## TASK DETAILS
Give back all of the data, word for word.

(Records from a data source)
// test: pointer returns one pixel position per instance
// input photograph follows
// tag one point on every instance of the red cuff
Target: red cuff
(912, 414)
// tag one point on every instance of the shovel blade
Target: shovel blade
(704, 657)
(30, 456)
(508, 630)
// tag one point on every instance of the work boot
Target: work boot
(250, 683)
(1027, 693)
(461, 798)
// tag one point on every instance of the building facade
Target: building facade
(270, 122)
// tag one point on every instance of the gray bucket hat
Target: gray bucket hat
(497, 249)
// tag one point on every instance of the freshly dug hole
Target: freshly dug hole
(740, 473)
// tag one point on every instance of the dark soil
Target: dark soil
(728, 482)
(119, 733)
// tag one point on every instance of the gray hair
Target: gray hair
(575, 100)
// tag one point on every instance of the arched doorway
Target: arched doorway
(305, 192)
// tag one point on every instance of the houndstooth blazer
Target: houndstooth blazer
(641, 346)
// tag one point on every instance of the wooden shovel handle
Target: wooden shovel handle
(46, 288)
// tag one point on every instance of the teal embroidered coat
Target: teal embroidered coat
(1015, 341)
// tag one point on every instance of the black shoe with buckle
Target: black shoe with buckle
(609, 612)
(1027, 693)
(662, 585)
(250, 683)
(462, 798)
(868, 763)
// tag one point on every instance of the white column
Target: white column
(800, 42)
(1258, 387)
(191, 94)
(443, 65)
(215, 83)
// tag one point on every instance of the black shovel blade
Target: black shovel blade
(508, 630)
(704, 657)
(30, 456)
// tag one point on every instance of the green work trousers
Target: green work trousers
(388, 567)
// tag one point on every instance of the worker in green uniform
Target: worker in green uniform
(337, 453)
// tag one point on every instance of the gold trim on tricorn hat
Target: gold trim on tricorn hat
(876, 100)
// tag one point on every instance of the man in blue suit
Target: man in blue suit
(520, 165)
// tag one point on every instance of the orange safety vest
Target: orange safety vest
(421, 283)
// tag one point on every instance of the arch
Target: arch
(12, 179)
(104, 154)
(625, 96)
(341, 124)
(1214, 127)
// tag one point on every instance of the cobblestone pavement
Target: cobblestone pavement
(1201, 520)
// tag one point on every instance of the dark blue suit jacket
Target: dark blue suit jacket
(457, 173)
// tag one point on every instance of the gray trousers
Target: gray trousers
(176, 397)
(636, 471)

## EXERCISE SOLUTION
// test: pointer returns one pixel position per instance
// input photograph follows
// tag one point on every instance of the red cuff
Target: red cuff
(912, 414)
// tag one point on every instance of the shovel blade
Target: shovel blade
(704, 657)
(30, 456)
(508, 630)
// tag one point on every instance of the work boot
Target: work boot
(250, 683)
(1027, 693)
(461, 798)
// tag one point on every instance of the building facade
Target: building facade
(270, 122)
// tag one point on every instance of the gray bucket hat
Target: gray bucket hat
(497, 249)
// tag one point on every instance of the freshly dug hole
Target: freshly dug hole
(740, 473)
// tag one point on every instance of the dark soil
Target: dark soil
(728, 482)
(119, 733)
// tag one point on every instance of the gray hair
Target: gray hair
(575, 100)
// tag one point on every instance of the arched doorway
Target: arched doorway
(305, 192)
// tag one point on every instance of the houndstooth blazer
Target: houndstooth blazer
(641, 346)
// tag one point on every instance of the wooden shovel handle
Target: wooden shovel handle
(46, 288)
// tag one point on every instance of the teal embroidered coat
Target: teal embroidered coat
(1015, 341)
// tag one point on every instance of the black shoe with buckle
Target: black shoe with buckle
(609, 612)
(1027, 693)
(662, 585)
(250, 683)
(462, 798)
(868, 763)
// tag one point on every instance of the white column
Target: white column
(800, 42)
(1258, 387)
(191, 94)
(443, 65)
(215, 83)
// tag one point on every instance of the black shovel blade
Target: black shovel blade
(508, 630)
(704, 657)
(30, 456)
// tag one point on every instance of the green work trousers
Target: green work trousers
(388, 567)
// tag one point on every instance of the worker in green uniform
Target: worker in green uniform
(337, 453)
// tag one point on every instance of the gold trim on tricorn hat
Target: gold trim on tricorn hat
(876, 100)
// tag one point on every instance of the man in blue suit
Target: man in blue suit
(520, 165)
// tag one point on every instance of the orange safety vest
Target: orange safety vest
(421, 283)
// tag one point on every instance of the arch
Target: arch
(12, 179)
(104, 154)
(625, 96)
(341, 124)
(1214, 127)
// tag one point on every instance of the cobblestone pavement
Target: cobblestone pavement
(1201, 520)
// tag one point on every instance of the dark blue suit jacket
Target: dark blue suit jacket
(457, 173)
// tag one point on every instance of the gray trousers
Target: gray trousers
(176, 397)
(636, 471)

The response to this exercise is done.